DATA ROWS:
▼

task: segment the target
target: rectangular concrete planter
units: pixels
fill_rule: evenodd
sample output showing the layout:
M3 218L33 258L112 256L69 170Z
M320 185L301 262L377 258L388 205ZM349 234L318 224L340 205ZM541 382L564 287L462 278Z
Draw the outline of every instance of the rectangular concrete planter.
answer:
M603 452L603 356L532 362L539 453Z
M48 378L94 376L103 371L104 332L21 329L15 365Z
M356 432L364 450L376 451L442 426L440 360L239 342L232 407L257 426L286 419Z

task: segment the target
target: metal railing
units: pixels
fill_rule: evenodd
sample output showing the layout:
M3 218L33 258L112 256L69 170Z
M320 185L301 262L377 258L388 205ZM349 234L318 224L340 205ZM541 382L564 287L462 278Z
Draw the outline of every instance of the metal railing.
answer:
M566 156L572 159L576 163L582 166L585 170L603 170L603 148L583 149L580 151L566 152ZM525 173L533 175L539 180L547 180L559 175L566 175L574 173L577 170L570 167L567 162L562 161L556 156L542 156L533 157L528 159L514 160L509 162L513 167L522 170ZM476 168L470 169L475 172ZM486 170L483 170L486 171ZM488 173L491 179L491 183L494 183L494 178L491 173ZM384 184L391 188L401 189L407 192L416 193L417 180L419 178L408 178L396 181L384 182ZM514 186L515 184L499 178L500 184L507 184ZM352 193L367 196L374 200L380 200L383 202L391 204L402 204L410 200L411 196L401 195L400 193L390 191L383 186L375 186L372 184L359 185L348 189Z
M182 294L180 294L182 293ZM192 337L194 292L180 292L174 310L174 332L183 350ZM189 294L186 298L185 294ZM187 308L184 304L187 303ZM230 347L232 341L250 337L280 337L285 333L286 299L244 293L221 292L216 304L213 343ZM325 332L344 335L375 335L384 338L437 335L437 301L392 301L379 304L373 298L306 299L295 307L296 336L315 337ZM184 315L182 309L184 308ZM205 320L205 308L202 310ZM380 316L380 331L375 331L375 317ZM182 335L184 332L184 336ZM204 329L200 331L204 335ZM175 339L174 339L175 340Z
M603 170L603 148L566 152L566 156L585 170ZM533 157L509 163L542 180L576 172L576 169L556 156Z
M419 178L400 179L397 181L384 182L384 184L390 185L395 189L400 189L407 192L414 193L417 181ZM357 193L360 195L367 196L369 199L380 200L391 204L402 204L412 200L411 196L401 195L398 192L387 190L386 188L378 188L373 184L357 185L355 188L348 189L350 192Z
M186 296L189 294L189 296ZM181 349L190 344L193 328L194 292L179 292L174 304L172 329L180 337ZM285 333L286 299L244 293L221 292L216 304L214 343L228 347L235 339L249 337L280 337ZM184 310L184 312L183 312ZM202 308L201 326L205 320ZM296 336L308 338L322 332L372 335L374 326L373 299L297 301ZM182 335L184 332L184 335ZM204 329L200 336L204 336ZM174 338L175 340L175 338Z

▲

Copy the data from the beginning up to and including the line with "M48 378L94 376L103 371L104 332L21 329L15 365Z", changing "concrete" to "stone" and leaving everything else the same.

CORRECT RESULT:
task: segment the target
target: rectangular stone planter
units: pixels
fill_rule: evenodd
sample output showing the layout:
M3 218L33 258L112 256L69 170Z
M320 185L301 262L377 258L388 205ZM349 234L318 224L340 205ZM541 382L564 287L462 278Z
Draw the outline of every instance of the rectangular stone planter.
answer:
M603 452L603 356L532 362L539 453Z
M48 378L94 376L103 371L104 332L21 329L15 365Z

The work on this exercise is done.